(Excerpts from a dataset)

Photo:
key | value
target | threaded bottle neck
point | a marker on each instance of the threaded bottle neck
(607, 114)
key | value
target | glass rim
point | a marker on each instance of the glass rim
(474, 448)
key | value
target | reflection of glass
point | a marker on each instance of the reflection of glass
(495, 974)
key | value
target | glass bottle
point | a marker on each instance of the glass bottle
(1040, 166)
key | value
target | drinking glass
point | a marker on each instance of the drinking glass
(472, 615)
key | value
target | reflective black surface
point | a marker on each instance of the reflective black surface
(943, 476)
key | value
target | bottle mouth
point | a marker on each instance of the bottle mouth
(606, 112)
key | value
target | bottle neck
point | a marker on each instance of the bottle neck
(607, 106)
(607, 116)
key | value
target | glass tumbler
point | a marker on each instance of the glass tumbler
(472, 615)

* * *

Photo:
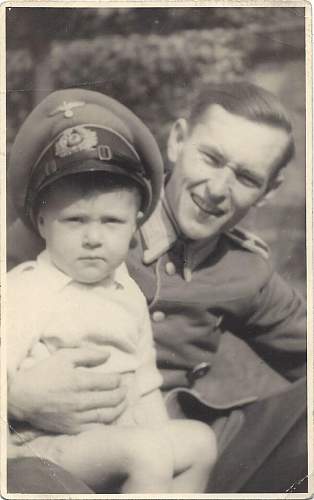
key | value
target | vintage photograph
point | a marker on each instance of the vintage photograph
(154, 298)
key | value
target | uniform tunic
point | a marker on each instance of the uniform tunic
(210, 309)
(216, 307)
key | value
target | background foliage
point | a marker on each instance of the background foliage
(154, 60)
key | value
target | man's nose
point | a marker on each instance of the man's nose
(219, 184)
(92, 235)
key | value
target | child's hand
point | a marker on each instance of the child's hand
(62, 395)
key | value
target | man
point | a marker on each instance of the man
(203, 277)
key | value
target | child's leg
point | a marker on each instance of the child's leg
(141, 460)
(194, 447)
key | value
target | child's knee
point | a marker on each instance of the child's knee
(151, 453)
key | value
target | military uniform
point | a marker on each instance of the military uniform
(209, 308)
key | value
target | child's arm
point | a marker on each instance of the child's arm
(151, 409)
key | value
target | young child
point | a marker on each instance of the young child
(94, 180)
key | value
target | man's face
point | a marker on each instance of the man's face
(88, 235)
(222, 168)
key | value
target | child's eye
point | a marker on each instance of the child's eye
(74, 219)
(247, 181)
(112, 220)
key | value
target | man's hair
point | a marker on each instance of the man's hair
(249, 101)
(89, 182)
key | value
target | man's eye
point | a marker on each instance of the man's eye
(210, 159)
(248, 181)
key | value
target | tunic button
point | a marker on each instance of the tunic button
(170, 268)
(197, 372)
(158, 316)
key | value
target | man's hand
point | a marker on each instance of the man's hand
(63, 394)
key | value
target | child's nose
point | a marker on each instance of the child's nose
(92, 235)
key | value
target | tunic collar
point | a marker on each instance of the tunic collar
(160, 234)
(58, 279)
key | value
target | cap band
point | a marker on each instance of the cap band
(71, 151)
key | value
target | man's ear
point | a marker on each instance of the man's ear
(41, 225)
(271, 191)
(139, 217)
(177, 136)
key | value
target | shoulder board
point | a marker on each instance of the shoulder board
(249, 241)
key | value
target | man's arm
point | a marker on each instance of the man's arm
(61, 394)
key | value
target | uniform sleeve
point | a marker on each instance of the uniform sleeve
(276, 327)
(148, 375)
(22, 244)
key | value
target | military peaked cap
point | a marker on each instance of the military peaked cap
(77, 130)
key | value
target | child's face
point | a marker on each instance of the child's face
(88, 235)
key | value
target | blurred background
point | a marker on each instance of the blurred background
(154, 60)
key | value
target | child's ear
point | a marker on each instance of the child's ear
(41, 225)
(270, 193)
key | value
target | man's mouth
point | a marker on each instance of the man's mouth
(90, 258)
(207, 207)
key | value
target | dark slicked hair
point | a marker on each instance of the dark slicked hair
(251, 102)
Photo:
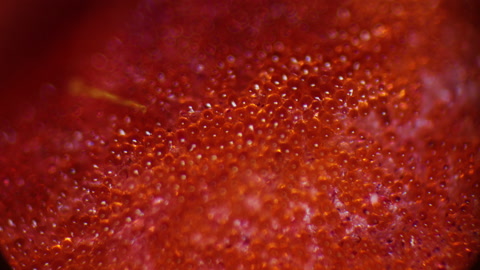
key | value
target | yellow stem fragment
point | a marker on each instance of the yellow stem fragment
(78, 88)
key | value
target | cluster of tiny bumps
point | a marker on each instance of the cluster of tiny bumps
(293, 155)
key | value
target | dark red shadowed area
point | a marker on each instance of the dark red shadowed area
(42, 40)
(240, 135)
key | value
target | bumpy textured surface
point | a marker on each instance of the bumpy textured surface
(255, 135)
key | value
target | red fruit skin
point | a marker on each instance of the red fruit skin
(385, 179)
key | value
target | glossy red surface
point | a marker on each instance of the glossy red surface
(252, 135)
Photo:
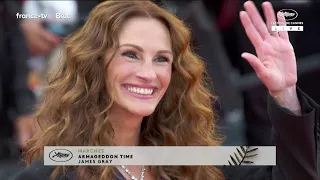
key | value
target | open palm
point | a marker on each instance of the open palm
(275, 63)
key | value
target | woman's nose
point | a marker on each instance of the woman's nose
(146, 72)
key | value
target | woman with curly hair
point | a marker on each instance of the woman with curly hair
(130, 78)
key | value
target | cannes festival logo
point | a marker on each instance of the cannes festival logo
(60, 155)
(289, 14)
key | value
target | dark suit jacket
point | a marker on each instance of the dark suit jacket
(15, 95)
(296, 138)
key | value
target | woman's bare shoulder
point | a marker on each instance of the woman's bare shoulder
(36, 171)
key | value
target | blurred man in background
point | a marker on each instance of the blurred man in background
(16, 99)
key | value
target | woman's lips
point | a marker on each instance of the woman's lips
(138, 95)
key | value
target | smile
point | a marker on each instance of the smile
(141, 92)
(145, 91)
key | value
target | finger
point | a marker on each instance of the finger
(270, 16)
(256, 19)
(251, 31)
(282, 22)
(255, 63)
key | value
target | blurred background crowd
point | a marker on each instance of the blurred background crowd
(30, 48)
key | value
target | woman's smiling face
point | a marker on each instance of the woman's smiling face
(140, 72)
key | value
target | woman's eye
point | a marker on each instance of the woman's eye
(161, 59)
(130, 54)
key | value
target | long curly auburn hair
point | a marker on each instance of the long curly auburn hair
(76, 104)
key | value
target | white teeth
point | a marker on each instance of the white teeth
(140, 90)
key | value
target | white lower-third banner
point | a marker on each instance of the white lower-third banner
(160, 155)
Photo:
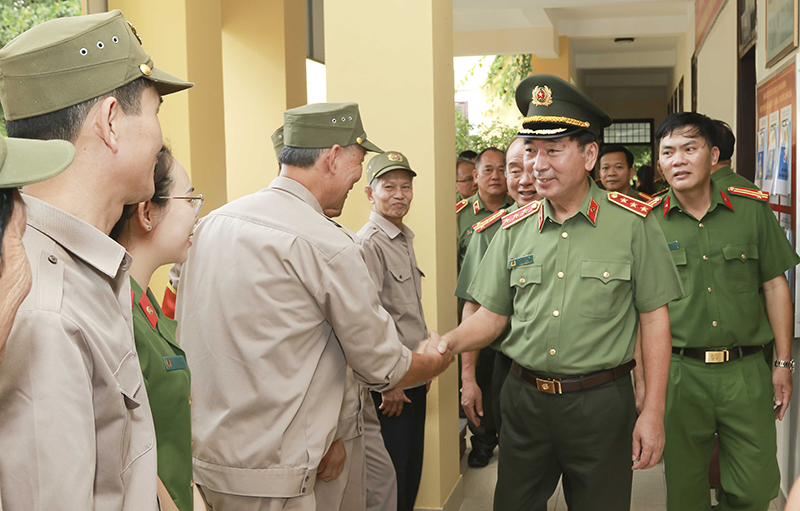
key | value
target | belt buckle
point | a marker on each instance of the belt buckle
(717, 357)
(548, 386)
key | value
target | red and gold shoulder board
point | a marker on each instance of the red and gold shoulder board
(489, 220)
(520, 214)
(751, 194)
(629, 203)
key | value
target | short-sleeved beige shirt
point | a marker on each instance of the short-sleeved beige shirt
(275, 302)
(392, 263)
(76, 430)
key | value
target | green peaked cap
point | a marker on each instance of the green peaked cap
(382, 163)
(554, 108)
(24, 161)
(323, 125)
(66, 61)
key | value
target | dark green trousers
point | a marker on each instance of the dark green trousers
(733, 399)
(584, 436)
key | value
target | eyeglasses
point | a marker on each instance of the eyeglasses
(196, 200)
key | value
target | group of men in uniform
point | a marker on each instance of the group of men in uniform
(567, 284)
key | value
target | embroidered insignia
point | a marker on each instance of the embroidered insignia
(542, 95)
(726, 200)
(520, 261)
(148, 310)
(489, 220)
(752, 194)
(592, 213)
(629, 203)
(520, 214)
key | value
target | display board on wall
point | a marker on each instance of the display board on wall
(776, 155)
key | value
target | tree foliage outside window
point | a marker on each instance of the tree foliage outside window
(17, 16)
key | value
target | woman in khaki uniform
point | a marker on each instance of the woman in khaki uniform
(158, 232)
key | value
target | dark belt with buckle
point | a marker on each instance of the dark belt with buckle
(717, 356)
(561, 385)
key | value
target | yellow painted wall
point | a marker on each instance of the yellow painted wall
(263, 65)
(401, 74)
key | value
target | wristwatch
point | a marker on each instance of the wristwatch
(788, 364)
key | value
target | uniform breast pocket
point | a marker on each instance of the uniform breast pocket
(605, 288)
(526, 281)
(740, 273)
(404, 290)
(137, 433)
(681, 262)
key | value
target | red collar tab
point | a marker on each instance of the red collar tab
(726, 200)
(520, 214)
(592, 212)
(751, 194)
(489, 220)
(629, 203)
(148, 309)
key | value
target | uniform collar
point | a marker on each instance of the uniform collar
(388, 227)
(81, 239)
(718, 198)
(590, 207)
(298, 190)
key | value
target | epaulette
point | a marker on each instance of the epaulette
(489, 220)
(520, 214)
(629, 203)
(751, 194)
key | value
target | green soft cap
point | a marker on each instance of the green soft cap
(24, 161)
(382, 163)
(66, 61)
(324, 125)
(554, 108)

--

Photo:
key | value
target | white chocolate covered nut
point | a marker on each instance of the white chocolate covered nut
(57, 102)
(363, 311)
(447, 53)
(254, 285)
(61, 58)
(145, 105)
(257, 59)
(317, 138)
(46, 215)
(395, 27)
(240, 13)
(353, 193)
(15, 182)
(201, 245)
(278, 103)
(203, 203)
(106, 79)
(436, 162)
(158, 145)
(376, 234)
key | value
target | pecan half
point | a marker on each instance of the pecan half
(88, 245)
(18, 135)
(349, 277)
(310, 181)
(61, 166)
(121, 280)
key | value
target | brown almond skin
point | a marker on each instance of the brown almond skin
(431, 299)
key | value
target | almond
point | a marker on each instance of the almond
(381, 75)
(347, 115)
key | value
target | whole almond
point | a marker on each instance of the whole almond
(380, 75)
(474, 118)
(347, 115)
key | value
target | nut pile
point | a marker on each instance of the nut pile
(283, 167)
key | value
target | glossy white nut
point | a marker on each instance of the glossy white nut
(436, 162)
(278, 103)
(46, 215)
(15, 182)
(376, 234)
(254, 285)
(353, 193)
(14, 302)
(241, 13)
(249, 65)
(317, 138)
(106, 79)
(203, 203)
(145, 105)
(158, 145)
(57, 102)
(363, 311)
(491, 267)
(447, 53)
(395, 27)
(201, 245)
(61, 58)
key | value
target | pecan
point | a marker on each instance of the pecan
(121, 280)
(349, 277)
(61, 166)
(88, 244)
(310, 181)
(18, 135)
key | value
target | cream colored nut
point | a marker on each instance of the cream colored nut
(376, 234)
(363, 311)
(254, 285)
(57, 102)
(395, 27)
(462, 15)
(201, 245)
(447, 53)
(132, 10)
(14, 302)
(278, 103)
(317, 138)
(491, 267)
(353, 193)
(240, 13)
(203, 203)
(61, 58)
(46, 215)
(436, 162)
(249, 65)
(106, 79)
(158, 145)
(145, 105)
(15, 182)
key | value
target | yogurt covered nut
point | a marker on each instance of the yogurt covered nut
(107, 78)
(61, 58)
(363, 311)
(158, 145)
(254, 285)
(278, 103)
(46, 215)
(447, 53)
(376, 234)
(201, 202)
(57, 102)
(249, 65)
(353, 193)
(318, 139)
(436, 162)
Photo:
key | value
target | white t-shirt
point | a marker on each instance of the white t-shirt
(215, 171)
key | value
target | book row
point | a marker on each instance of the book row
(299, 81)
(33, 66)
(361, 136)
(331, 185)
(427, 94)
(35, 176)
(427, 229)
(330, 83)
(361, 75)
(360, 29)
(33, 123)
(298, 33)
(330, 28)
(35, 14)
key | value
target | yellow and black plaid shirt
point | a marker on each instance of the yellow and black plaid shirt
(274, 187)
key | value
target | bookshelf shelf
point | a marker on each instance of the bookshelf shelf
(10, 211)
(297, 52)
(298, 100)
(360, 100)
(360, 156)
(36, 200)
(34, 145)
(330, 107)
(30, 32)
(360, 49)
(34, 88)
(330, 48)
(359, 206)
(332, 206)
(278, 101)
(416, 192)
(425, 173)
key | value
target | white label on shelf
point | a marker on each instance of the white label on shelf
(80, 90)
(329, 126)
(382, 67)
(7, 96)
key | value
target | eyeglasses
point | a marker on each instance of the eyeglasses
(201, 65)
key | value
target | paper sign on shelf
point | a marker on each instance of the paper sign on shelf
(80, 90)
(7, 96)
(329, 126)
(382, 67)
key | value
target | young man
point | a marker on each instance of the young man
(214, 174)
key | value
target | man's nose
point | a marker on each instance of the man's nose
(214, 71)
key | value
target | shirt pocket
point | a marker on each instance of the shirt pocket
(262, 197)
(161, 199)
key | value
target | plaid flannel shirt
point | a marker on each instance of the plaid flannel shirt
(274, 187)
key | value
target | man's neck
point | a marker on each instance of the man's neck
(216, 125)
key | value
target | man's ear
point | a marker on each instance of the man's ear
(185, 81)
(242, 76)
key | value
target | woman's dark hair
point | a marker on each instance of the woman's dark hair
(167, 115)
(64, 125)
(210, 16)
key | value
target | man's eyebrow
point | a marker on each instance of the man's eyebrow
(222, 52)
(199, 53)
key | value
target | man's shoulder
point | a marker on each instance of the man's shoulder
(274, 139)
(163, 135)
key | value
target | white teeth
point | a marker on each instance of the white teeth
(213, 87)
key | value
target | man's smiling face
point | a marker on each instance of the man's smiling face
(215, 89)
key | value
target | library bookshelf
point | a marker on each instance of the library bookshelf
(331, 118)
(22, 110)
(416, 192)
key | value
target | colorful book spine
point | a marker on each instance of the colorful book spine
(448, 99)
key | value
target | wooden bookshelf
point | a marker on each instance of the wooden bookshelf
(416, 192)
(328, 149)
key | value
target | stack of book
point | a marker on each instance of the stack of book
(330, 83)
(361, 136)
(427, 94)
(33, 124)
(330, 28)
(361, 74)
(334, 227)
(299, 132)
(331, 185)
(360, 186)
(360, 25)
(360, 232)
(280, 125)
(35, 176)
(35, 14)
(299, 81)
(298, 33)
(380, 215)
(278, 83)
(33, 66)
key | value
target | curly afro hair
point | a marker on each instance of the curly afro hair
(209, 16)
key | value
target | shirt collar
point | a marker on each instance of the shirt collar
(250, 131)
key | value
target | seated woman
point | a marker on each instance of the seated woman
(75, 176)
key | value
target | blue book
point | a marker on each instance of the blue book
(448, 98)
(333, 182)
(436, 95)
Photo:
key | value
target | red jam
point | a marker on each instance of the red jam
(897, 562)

## INSTRUCTIONS TO FOLLOW
Taking the entries above, write out exactly each line from the one holding "target | white label on shelf" to the one holding "target | library bookshelf", both included, and stop there.

## FINISHED TASK
target | white label on shelf
point | a marker on each instance of the white label on shelf
(80, 90)
(329, 126)
(382, 67)
(7, 96)
key | value
target | eyeglasses
point | a marker on each instance of the eyeglasses
(201, 65)
key | value
target | paper sign on shelf
point | a marker on each instance of the paper sign on shelf
(80, 90)
(7, 96)
(329, 126)
(382, 67)
key | value
target | young man
point | a marker on each instance of the young man
(214, 174)
key | value
target | man's nose
point | a marker on each instance of the man's nose
(214, 71)
key | value
target | shirt pocket
point | a marker on each instance of the shirt pocket
(262, 197)
(161, 199)
key | value
target | plaid flannel shirt
point | a marker on each instance of the plaid flannel shirt
(274, 187)
key | value
target | man's neck
point | a marker on each instance of the man's neck
(216, 125)
key | value
target | man's ear
point | a marker on each instance of the man's ear
(185, 81)
(242, 76)
key | value
target | woman's dark hair
point | a marker on each instance of the woman's dark hair
(167, 115)
(64, 125)
(210, 16)
key | value
target | man's eyebrow
point | a marker on each instance of the man's eyebrow
(222, 52)
(199, 53)
key | value
target | man's shoulder
point | a marker on each instance of the man's shoulder
(274, 139)
(163, 135)
key | value
target | white teeth
point | a marker on each instance of the white teeth
(213, 87)
key | value
target | man's smiling face
point | a marker on each instance of the man's smiling face
(215, 89)
key | value
target | library bookshelf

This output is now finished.